** START DOCUMENT SECTION **

The decision of the court held that if a distributor, manufacturer, producer, etc., wanted to agree upon a minimum or resale price he might do so by virtue of the Miller-Tydings Act, enacted in 1937 as an amendment to § 1 of the Sherman Act, but that non-signers to any such agreement are not bound by the resale or minimum price fixed by any such agreement. Thus, non-signers to any fair trade agreements are at liberty to sell products on which a resale price maximum or minimum has been established by some agreement between the distributor, manufacturer, vendor, etc., and the retailer in such agreement, at any price they choose. In effect, this decision voided the fair trade acts as they have been enacted in most of the states, so far as non-signers to any fair trade agreements are concerned. In my opinion it thus voided the Fair Trade Act of New Mexico, Ch, 51, §§ 1105-1109, Ch. 44 Laws of 1937, so far as such laws apply to any non-signer to any fair trade agreement.

In 1939 our Legislature enacted a law establishing trade practices governing the sale of intoxicating liquors. (Laws 1939, Ch. 236, § 1301). This law was amended by the Legislature in 1941 (Laws 1941, Ch. 80, § 6). By the law of 1939 the Legislature particularly sanctioned fair trade agreements with respect to the sale of intoxicating liquors and declared that any non-signer to any {*53} fair trade agreement fixing prices at which such intoxicating liquors could be sold by the retailer is bound by such agreement. The 1941 amendment merely provided a means giving notice to such non-signers of the existence of such fair trade agreements. The essential difference between the fair trade laws affecting the sale of intoxicating liquors and the general fair trade laws then in effect in New Mexico applying to all commodities subject to fair trade laws, was that the law of 1939 prohibited fair trade agreements protecting more than a gross profit of thirty-three and one-third per cent in the retail selling price of alcoholic liquors, except beer and wine. The act of 1939 also declared that concerns from outside the state entering into such fair trade agreements should not be considered as doing business within the State of New Mexico.

Section 1303, Ch. 236, Laws of 1939, further declared that no beer or wine should be sold in the state except under certain conditions as to trademarks, etc., and unless uniform, standard, minimum fair trade prices be set thereon * * * Section 7, Ch. 80, Laws of 1941 applied this prohibition to the sale of all alcoholic liquors. This law is presently found in § 903, Ch. 61 N.M.S.A.

** END DOCUMENT SECTION **
** START LISTED ENTRIES **

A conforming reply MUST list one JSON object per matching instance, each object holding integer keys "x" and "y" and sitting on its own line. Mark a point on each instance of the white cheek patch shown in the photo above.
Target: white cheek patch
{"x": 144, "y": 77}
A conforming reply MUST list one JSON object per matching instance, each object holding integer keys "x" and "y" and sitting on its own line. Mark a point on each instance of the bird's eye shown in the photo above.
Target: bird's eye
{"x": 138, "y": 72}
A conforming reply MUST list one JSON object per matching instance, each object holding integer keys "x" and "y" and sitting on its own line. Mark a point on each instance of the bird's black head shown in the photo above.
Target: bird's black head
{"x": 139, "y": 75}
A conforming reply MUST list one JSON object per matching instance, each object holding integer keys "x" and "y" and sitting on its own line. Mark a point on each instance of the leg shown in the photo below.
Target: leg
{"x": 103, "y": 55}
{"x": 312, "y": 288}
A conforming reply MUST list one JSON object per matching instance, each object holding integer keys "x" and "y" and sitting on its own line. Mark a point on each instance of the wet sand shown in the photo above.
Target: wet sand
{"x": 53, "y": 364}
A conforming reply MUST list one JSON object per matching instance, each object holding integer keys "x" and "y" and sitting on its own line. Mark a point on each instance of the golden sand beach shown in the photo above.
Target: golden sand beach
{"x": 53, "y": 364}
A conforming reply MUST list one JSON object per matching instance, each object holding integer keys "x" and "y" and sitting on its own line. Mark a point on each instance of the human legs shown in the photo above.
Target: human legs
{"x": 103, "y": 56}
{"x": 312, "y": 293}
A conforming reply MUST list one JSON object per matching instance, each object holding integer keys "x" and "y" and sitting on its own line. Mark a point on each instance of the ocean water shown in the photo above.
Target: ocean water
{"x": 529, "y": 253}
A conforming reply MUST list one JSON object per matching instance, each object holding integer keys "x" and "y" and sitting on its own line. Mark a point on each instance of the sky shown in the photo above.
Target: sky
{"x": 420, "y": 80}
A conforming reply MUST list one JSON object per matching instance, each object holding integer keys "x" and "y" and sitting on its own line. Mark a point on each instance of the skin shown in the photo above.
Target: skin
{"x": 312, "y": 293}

** END LISTED ENTRIES **

**EXERCISE TASKS**
(1) Answer these questions from the New Mexico fair trade opinion:
(a) Which act, enacted in 1937, allowed a distributor or manufacturer to agree on a minimum or resale price?
(b) What was the largest gross profit in the retail price of alcoholic liquors, except beer and wine, that the 1939 law let fair trade agreements protect?
(c) Where is the law on the sale of alcoholic liquors presently found?
(2) Repeat the stretch of the New Mexico fair trade opinion from "Section 1303, Ch." through "Ch. 61 N.M.S.A.".
The records come from a source separate from the New Mexico fair trade opinion.

**SOLVED TASKS**
(1)
(a) The Miller-Tydings Act.
(b) Thirty-three and one-third per cent.
(c) In § 903, Ch. 61 N.M.S.A.

(2)
Section 1303, Ch. 236, Laws of 1939, further declared that no beer or wine should be sold in the state except under certain conditions as to trademarks, etc., and unless uniform, standard, minimum fair trade prices be set thereon * * * Section 7, Ch. 80, Laws of 1941 applied this prohibition to the sale of all alcoholic liquors. This law is presently found in § 903, Ch. 61 N.M.S.A.